| Exercise prompt |
Rewrite the rows below, starting at the one that contains "Note to the class: find each instance of the tree in" and going through the last row, substituting "leafy canopy" for "tree canopy" and leaving everything else unchanged.
-- start Stored rows --
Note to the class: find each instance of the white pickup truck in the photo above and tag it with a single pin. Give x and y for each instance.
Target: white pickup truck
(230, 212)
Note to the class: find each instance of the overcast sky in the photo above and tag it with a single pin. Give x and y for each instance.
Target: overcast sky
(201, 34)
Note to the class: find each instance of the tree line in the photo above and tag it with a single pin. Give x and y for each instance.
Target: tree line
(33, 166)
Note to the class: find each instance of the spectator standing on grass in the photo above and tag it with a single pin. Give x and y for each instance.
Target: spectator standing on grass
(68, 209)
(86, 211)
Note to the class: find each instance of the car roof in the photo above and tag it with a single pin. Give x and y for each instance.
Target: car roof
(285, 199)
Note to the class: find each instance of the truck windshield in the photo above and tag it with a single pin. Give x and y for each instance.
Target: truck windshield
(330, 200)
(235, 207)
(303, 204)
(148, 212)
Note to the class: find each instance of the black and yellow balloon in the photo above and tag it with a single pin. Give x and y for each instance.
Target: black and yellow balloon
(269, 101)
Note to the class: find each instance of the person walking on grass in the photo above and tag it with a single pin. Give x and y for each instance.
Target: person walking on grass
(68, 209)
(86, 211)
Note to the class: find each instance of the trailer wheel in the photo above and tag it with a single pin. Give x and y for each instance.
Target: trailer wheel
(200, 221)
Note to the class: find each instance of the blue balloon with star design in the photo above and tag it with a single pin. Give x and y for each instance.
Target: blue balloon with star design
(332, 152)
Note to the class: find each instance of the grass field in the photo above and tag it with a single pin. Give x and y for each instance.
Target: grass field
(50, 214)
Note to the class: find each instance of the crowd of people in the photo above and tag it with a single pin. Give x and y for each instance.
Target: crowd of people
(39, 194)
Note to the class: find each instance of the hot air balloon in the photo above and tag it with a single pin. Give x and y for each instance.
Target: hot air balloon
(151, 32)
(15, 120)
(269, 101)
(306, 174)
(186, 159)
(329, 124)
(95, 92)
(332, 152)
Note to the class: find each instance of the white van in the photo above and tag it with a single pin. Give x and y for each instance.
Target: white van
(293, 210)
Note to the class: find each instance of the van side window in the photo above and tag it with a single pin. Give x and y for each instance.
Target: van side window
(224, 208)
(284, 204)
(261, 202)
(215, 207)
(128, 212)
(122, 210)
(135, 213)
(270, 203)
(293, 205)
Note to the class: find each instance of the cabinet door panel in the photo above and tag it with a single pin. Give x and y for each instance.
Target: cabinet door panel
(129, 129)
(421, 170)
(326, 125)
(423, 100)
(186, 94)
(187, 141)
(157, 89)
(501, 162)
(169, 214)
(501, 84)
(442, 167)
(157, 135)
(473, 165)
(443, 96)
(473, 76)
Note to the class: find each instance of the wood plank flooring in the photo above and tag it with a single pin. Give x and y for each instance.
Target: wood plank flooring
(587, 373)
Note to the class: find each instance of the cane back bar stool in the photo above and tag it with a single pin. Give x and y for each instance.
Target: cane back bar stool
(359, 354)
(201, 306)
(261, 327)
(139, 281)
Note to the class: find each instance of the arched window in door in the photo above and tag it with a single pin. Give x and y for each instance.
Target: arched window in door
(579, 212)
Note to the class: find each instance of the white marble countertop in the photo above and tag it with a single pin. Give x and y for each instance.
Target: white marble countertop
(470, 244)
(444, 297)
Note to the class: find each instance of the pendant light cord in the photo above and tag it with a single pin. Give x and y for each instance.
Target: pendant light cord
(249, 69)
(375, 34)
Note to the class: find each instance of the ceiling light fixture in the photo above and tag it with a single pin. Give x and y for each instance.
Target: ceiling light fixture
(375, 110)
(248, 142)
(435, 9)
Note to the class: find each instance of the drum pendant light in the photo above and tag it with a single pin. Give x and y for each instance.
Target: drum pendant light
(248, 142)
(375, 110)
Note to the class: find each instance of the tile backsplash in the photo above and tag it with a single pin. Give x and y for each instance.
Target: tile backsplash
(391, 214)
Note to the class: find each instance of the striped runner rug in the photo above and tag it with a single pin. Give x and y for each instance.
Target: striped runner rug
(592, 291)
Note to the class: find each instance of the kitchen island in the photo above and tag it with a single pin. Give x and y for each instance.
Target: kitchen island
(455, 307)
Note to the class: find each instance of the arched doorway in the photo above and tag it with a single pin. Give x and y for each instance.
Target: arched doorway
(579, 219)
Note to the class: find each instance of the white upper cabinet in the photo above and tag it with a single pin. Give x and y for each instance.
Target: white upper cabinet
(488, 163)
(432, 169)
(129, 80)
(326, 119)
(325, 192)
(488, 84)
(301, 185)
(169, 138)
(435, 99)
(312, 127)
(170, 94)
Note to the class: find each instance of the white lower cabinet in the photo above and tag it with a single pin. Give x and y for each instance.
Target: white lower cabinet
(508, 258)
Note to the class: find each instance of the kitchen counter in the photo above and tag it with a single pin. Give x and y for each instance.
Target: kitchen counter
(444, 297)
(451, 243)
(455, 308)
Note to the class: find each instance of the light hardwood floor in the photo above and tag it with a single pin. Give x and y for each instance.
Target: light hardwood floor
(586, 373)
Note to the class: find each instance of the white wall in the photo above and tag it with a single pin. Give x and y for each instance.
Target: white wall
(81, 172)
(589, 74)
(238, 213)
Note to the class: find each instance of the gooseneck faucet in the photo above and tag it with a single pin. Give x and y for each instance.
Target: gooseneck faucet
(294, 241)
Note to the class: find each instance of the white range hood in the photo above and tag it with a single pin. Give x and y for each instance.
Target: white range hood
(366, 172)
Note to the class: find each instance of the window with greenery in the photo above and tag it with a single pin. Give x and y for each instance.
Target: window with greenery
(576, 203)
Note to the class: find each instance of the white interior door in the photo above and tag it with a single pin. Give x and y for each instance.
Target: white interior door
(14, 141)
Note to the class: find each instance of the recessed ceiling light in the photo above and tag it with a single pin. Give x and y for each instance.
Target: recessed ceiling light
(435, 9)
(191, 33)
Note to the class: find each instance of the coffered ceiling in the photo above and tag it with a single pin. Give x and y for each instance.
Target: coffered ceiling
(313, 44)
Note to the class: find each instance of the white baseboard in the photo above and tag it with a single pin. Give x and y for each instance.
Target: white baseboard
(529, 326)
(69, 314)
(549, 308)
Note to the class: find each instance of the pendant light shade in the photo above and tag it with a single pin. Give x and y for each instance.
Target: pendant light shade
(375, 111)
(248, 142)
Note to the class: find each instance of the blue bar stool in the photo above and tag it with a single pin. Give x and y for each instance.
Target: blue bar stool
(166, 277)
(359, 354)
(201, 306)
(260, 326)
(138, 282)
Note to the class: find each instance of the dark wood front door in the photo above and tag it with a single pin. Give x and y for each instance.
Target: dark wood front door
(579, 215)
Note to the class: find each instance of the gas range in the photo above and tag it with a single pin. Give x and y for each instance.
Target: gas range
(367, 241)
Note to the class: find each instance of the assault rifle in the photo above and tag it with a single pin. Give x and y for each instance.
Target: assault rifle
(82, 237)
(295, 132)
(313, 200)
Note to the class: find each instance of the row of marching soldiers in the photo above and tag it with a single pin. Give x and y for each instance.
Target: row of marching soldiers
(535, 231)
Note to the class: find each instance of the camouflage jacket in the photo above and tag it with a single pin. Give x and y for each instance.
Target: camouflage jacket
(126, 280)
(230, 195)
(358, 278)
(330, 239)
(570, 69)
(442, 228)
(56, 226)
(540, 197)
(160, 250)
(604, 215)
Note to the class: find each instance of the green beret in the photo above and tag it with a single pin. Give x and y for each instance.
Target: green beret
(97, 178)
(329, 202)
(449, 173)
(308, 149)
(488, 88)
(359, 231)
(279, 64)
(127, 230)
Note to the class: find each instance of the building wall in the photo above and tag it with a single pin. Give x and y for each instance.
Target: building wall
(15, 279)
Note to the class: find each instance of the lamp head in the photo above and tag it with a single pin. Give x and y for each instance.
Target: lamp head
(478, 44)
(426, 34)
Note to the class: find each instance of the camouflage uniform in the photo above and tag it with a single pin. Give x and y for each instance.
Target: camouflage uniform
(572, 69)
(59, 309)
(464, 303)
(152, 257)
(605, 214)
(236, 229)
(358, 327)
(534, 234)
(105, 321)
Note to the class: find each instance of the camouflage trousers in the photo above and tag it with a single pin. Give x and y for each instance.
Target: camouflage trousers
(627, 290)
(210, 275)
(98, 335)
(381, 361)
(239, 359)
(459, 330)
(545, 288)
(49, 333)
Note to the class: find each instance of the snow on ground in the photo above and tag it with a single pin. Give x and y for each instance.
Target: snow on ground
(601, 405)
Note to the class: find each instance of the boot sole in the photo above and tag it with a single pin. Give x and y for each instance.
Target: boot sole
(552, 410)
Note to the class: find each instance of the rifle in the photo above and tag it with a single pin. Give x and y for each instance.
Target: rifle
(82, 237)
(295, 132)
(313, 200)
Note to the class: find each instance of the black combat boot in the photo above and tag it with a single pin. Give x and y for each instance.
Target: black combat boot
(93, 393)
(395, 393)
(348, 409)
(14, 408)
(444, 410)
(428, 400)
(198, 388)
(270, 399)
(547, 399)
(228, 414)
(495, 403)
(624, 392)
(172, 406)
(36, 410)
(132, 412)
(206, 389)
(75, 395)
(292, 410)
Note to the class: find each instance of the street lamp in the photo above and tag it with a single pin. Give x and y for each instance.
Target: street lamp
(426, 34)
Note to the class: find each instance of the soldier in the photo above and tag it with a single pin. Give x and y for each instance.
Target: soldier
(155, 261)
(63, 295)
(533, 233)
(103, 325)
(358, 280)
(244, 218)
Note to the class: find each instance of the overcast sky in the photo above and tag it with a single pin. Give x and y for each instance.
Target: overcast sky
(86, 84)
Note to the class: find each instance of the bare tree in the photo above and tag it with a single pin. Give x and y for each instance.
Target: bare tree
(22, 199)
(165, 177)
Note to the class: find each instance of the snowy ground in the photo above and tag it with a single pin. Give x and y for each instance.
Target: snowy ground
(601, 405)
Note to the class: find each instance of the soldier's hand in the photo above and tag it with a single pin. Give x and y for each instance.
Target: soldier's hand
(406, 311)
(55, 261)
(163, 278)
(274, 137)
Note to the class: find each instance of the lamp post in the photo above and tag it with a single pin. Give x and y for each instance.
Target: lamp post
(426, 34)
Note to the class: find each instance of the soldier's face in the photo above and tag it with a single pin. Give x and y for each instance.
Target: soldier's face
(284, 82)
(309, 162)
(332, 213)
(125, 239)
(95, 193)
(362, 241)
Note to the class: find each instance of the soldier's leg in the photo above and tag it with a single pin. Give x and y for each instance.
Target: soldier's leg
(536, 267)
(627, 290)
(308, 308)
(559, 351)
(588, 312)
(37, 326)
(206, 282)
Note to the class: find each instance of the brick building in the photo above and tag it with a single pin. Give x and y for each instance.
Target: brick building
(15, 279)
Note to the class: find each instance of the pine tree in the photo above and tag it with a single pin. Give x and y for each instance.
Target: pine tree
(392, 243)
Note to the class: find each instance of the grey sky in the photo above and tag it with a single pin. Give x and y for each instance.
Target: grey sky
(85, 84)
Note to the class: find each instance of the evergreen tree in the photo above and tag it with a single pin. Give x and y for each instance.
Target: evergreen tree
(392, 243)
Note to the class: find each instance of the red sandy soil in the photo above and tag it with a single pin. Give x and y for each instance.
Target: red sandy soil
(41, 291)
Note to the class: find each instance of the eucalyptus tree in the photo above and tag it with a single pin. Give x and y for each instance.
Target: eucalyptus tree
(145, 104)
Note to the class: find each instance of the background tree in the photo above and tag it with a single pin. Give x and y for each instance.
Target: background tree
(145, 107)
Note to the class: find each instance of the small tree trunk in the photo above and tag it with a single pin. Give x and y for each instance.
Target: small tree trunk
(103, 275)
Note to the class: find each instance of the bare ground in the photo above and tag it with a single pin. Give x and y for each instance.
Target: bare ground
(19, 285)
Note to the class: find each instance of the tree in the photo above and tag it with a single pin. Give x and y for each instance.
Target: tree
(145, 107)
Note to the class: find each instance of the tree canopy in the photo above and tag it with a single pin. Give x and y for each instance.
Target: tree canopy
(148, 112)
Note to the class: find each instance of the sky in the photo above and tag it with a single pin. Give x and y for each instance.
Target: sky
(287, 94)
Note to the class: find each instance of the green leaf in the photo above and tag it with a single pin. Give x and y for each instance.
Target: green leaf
-- end Stored rows --
| The answer |
Note to the class: find each instance of the tree in the photo above and tag it with a single pin. Give x and y for each instance.
Target: tree
(145, 107)
Note to the class: find each instance of the leafy canopy in the photo above and tag it with a single pin. Give x and y for each instance.
Target: leafy canopy
(148, 112)
Note to the class: find each instance of the sky in the photo above and tag it with a single pin. Give x and y for each instance.
Target: sky
(287, 94)
Note to the class: find each instance of the green leaf in the photo above and tag it with a single pin. Give x and y for each instance.
Target: green leaf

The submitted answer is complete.